(Lines of data)
▼▼▼

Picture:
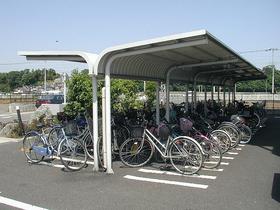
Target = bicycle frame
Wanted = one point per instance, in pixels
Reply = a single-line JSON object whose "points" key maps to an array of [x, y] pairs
{"points": [[164, 148]]}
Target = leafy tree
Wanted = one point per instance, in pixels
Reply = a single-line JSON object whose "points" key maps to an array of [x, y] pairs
{"points": [[124, 95], [151, 94], [79, 94]]}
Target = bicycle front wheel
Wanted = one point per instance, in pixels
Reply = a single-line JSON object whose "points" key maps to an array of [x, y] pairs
{"points": [[222, 138], [233, 132], [136, 152], [212, 154], [72, 154], [185, 155], [246, 134], [31, 140], [56, 135]]}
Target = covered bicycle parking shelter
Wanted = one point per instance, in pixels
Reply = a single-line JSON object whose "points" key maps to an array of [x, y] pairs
{"points": [[193, 58]]}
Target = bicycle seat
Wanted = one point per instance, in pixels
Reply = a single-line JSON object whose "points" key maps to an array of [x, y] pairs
{"points": [[40, 125]]}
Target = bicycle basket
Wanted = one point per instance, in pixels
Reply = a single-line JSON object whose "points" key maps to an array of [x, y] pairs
{"points": [[163, 131], [185, 125], [136, 131], [71, 128]]}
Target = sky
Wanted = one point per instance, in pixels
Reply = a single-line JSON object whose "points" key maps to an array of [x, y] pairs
{"points": [[92, 26]]}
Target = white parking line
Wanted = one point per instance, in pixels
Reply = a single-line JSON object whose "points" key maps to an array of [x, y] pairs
{"points": [[176, 174], [7, 117], [18, 204], [232, 153], [162, 181], [88, 162], [224, 157], [212, 169], [51, 164]]}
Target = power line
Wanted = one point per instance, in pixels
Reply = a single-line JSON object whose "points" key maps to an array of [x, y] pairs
{"points": [[7, 64], [261, 50]]}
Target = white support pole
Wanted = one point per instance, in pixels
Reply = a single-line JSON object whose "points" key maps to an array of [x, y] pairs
{"points": [[192, 104], [108, 117], [157, 103], [95, 121], [45, 79], [228, 94], [103, 130], [167, 114], [194, 95], [224, 95], [233, 92], [212, 92], [64, 88], [219, 89], [205, 100], [187, 98]]}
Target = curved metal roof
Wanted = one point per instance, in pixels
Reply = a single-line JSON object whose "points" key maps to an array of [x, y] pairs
{"points": [[195, 55]]}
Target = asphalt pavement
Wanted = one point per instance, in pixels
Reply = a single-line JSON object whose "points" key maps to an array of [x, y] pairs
{"points": [[249, 178]]}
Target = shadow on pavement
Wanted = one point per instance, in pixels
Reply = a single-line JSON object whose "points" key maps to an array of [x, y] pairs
{"points": [[268, 138], [275, 193]]}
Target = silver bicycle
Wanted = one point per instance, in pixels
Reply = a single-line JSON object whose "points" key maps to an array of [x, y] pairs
{"points": [[184, 153]]}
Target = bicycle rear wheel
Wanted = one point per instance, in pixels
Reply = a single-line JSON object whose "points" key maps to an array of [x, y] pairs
{"points": [[56, 135], [30, 140], [222, 138], [88, 142], [185, 155], [136, 152], [72, 154], [233, 132], [246, 134], [212, 154]]}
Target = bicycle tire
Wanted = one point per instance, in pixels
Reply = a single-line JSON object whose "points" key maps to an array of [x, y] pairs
{"points": [[55, 136], [88, 143], [140, 150], [222, 138], [233, 132], [74, 155], [32, 139], [211, 153], [246, 134]]}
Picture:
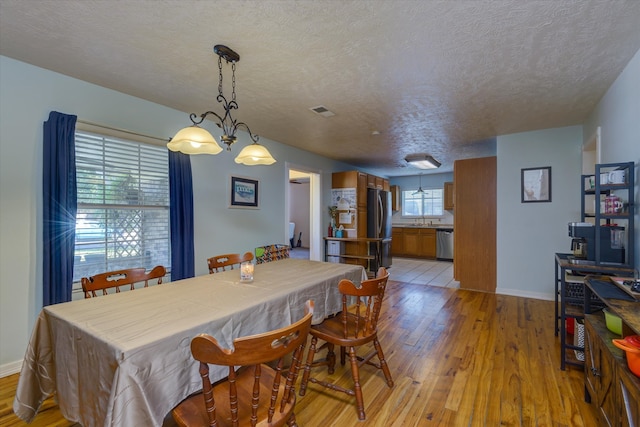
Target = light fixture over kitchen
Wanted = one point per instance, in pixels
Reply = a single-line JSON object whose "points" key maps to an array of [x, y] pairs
{"points": [[420, 190], [196, 140], [422, 161]]}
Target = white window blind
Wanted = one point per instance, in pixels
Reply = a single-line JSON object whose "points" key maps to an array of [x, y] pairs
{"points": [[123, 205], [428, 203]]}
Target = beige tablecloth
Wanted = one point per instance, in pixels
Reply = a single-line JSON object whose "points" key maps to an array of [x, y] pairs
{"points": [[124, 359]]}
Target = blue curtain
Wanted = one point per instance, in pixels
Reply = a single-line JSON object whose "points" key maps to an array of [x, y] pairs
{"points": [[181, 216], [59, 207]]}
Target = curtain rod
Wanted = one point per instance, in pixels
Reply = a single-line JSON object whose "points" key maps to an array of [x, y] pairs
{"points": [[85, 122]]}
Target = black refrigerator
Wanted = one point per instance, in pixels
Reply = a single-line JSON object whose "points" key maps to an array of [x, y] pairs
{"points": [[379, 226]]}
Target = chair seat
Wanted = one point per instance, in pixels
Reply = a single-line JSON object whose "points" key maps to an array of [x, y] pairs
{"points": [[332, 330], [354, 326], [192, 411]]}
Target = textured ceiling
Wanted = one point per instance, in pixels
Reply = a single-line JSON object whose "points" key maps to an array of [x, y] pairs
{"points": [[438, 77]]}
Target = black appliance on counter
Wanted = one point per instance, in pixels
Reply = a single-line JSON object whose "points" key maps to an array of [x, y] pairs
{"points": [[611, 249], [379, 225]]}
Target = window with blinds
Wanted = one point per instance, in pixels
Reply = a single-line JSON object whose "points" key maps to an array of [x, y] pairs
{"points": [[123, 205], [428, 203]]}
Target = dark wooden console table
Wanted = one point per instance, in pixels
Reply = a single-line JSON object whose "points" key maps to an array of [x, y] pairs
{"points": [[609, 385], [570, 295]]}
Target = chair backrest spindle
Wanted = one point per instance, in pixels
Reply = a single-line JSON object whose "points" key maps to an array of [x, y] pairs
{"points": [[117, 278]]}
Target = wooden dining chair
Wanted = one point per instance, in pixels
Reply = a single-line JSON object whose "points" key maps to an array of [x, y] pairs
{"points": [[117, 278], [260, 392], [270, 253], [221, 262], [355, 326]]}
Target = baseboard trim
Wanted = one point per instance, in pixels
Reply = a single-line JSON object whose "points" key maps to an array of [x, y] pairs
{"points": [[525, 294], [10, 368]]}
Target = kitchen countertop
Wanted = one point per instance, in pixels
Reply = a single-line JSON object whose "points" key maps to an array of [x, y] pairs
{"points": [[436, 226]]}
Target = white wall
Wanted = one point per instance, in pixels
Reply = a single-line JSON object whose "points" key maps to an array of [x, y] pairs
{"points": [[28, 95], [528, 234], [618, 113]]}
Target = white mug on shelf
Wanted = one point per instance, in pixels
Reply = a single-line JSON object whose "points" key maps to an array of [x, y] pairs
{"points": [[246, 271], [616, 177]]}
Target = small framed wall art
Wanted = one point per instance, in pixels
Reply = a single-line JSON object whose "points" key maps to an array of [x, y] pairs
{"points": [[535, 185], [244, 192]]}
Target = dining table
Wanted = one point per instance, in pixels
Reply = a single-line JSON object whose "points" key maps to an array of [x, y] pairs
{"points": [[124, 359]]}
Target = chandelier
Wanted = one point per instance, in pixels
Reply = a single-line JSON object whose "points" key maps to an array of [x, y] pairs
{"points": [[197, 140]]}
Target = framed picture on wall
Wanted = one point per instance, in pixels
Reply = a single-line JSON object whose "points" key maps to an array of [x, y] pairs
{"points": [[535, 185], [244, 192]]}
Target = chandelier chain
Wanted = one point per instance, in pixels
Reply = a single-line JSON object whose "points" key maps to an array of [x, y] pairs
{"points": [[220, 75], [233, 81]]}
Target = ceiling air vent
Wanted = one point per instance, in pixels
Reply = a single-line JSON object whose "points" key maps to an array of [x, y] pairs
{"points": [[322, 110]]}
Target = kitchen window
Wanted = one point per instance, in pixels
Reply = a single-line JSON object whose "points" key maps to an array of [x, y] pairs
{"points": [[123, 205], [428, 203]]}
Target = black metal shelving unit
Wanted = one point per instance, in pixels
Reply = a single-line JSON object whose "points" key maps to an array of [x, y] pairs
{"points": [[569, 291], [626, 191]]}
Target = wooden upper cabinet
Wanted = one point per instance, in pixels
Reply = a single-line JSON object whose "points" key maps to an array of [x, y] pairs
{"points": [[362, 193], [379, 183], [396, 198], [371, 181], [449, 203]]}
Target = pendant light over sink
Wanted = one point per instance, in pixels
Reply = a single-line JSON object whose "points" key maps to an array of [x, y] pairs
{"points": [[196, 140]]}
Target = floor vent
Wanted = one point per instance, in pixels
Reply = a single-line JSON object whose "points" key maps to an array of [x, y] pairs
{"points": [[322, 110]]}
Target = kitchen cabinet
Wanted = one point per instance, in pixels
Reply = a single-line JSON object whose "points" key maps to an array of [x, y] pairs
{"points": [[427, 242], [396, 198], [415, 242], [448, 196], [397, 243]]}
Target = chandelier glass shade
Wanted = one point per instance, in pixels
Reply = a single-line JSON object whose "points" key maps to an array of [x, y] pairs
{"points": [[196, 140], [255, 154]]}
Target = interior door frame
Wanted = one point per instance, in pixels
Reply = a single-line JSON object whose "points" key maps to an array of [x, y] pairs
{"points": [[315, 208]]}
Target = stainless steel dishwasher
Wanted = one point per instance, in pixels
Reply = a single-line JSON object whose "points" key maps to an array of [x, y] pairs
{"points": [[444, 244]]}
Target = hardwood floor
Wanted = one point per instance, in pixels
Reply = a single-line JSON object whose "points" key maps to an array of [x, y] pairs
{"points": [[458, 358]]}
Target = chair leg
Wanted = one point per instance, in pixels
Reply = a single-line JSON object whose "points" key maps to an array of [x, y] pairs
{"points": [[291, 422], [307, 367], [331, 358], [355, 373], [383, 363]]}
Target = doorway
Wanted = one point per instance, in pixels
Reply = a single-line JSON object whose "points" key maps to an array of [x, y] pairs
{"points": [[303, 208]]}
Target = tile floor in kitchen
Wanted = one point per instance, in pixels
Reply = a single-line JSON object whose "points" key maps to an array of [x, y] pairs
{"points": [[427, 272], [411, 270]]}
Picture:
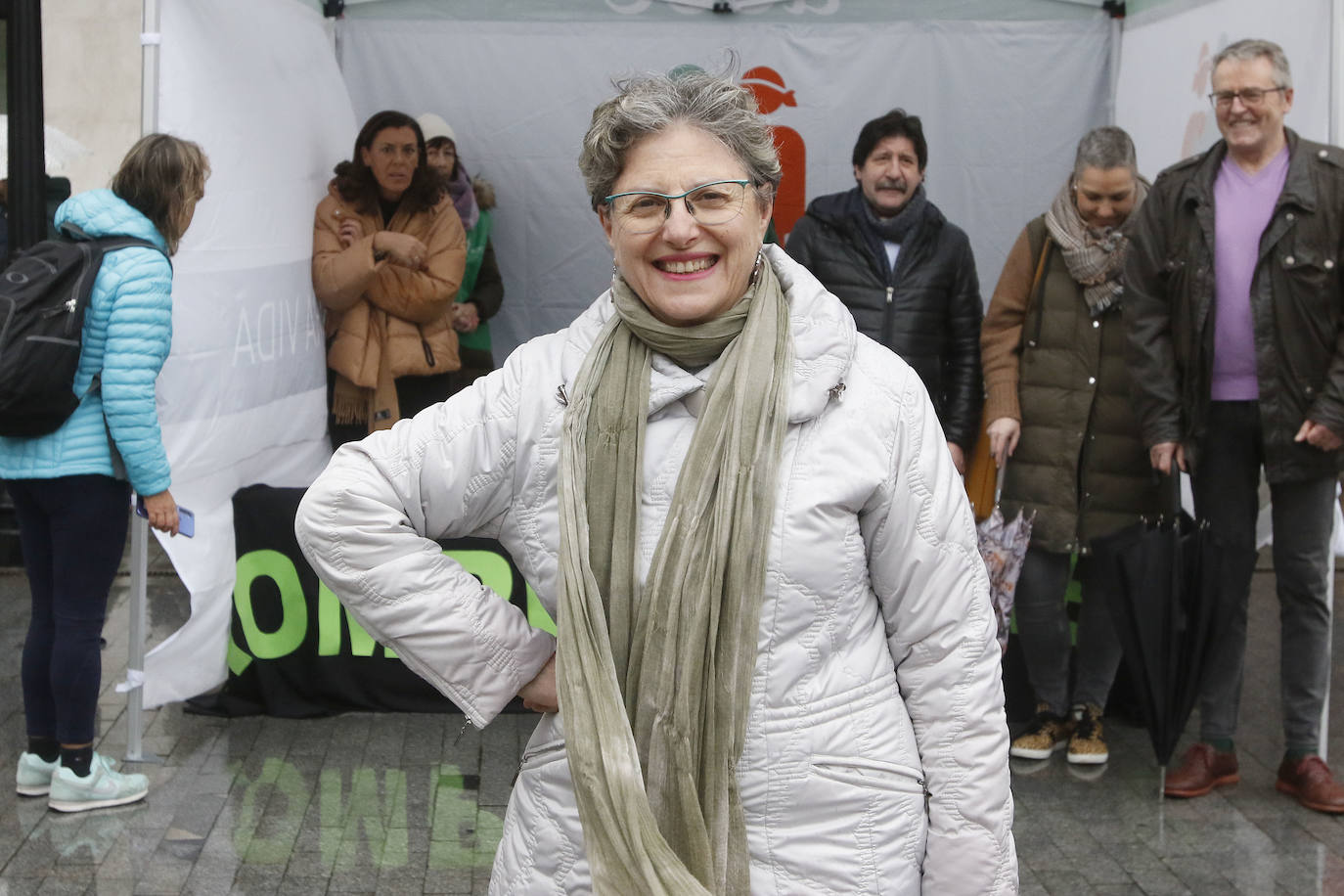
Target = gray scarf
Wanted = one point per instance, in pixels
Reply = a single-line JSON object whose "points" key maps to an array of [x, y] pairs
{"points": [[653, 680]]}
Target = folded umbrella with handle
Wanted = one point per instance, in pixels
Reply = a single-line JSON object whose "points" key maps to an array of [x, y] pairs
{"points": [[1164, 612], [1003, 547]]}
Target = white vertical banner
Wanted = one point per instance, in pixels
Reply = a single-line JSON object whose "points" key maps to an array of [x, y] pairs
{"points": [[1003, 107], [243, 395], [1167, 62]]}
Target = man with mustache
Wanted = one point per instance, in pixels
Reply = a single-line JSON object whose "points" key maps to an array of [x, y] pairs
{"points": [[905, 272], [1235, 323]]}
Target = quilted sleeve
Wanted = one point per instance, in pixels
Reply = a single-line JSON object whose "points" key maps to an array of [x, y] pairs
{"points": [[425, 295], [924, 565], [139, 336], [367, 527]]}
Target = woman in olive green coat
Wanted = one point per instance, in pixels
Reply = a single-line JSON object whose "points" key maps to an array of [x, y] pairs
{"points": [[1053, 349]]}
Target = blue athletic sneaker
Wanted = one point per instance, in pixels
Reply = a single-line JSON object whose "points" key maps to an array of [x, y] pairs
{"points": [[32, 778], [100, 788]]}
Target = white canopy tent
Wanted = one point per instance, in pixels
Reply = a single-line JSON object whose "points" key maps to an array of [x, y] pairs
{"points": [[276, 94]]}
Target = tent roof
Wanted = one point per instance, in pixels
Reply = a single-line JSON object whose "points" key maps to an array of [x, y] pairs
{"points": [[794, 11]]}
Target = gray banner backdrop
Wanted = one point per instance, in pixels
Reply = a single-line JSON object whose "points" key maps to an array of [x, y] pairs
{"points": [[1003, 103]]}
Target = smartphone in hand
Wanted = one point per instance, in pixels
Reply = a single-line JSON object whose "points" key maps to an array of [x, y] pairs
{"points": [[186, 518]]}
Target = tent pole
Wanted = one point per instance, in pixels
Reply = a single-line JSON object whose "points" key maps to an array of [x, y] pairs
{"points": [[140, 527], [1336, 72], [1116, 35]]}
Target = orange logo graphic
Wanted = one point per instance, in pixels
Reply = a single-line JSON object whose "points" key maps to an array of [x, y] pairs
{"points": [[790, 202]]}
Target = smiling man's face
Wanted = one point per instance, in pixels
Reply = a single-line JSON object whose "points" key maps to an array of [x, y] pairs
{"points": [[890, 175]]}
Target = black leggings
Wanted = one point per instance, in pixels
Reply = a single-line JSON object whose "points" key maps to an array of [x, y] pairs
{"points": [[72, 529], [413, 395]]}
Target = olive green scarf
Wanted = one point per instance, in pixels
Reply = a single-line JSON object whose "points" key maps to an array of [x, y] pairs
{"points": [[653, 680]]}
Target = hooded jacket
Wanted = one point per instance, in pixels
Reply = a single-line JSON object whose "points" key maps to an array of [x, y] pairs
{"points": [[1297, 306], [927, 310], [125, 340], [875, 756]]}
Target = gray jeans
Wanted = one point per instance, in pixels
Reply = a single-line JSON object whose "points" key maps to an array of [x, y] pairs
{"points": [[1228, 496], [1043, 628]]}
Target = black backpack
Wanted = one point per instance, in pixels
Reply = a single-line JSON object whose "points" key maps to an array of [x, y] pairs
{"points": [[43, 295]]}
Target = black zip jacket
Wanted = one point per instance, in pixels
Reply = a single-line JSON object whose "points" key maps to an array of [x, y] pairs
{"points": [[926, 310]]}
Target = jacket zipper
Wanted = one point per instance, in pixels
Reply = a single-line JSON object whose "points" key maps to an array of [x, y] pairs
{"points": [[428, 352]]}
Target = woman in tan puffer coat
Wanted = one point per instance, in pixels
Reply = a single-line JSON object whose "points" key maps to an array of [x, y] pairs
{"points": [[388, 251]]}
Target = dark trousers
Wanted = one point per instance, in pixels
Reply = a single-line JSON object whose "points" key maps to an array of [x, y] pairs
{"points": [[1228, 496], [1043, 628], [72, 531]]}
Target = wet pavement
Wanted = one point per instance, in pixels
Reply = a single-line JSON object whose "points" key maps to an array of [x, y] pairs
{"points": [[413, 803]]}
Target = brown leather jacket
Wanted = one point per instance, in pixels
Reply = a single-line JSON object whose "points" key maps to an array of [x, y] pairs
{"points": [[416, 327], [1297, 305]]}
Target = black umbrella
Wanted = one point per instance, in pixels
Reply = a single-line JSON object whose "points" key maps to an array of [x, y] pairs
{"points": [[1164, 612]]}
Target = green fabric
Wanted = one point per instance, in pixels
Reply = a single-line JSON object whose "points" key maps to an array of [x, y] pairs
{"points": [[656, 679], [476, 241]]}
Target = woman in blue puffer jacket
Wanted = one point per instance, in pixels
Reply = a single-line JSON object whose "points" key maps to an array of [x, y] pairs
{"points": [[71, 488]]}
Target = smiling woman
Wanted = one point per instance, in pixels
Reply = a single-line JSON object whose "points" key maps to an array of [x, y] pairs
{"points": [[728, 499]]}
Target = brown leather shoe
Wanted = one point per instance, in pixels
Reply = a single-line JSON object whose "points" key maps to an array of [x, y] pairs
{"points": [[1202, 769], [1311, 782]]}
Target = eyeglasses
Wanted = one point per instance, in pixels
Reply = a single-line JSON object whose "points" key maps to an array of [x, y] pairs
{"points": [[710, 204], [1250, 97]]}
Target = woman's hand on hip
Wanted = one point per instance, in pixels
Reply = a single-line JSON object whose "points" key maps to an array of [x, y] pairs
{"points": [[539, 694], [1167, 457], [349, 233], [466, 317], [1003, 438], [161, 512], [405, 250]]}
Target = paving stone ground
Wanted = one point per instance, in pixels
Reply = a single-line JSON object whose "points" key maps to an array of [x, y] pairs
{"points": [[412, 803]]}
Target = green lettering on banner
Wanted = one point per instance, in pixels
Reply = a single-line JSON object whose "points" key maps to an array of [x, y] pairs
{"points": [[536, 614], [489, 567], [293, 623], [238, 658], [330, 612], [328, 621]]}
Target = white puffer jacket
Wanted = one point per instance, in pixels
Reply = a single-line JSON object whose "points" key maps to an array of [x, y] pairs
{"points": [[876, 749]]}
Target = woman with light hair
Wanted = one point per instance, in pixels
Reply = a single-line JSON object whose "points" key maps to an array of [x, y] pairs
{"points": [[71, 486], [776, 668], [1053, 348]]}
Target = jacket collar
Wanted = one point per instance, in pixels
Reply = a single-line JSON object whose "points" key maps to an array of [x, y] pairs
{"points": [[1298, 188], [824, 338]]}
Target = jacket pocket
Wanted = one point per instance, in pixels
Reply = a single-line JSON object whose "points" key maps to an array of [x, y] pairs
{"points": [[850, 825], [1308, 317], [543, 755], [870, 773]]}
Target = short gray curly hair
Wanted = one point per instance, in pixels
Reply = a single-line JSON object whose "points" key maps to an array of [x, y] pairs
{"points": [[1106, 147], [1250, 50], [648, 104]]}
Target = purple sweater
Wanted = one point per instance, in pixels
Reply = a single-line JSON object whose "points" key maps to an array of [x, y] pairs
{"points": [[1242, 208]]}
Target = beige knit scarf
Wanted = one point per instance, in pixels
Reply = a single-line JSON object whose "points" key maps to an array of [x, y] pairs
{"points": [[653, 679], [1095, 256]]}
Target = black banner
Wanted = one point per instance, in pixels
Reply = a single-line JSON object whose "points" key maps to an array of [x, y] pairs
{"points": [[295, 651]]}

▲▲▲

== What is needed ==
The lines to quote run from the one containing "Target = green lettering on banner" through the final line of the material above; please give them exactly, both ends included, and nothing else.

== Solution for this exercise ==
Target = green lettering on banner
Wanted = one point per instance, in pixels
Reply = a single-line JSON object whose "points" key maps to an array of [x, y] pairs
{"points": [[536, 614], [489, 567], [293, 623], [238, 658], [330, 612], [328, 621]]}
Target = white puffer jacket
Wanted = one point per instance, in pixels
Reply = a single-line JSON object whose "points" key maps to an array of [x, y] pairs
{"points": [[876, 749]]}
Target = woman with light hair
Wanted = one point per instance, in pixels
Reply = a single-line JSON object whose "points" key maps to an array of [x, y] pairs
{"points": [[71, 486], [776, 668], [1053, 348]]}
Target = jacket collar
Wanted = one point per instance, in pixels
Reply = a single-line JSON object whose "points" key maps to an array of [x, y] pairs
{"points": [[1298, 188], [824, 338]]}
Target = jacket pocket
Wanted = one point per instance, in pixels
Reply = a single-line JSON object whose "points" key maps to an array of [x, y] pairs
{"points": [[850, 825], [1308, 317], [543, 755], [870, 773]]}
Target = short gray curly hair
Wanted = one point per instance, in pixels
Reply = a single-line JSON object whose "points" key maps to an array of [x, y] pairs
{"points": [[1106, 147], [1250, 50], [648, 104]]}
Target = purple sweater
Wanted = one point per instance, in pixels
Reply = a single-line JSON object whose "points" key maps to an array of [x, y] pairs
{"points": [[1242, 208]]}
Target = beige knit scarf
Wanted = one point per instance, in pixels
Reply = a single-line JSON object whose "points" key maps to an array of [x, y] pairs
{"points": [[653, 679], [1095, 256]]}
Target = black banner
Wanted = one point per instance, in pixels
Reply = a single-line JSON object whose "points" key maps to an array of [x, y] pairs
{"points": [[295, 651]]}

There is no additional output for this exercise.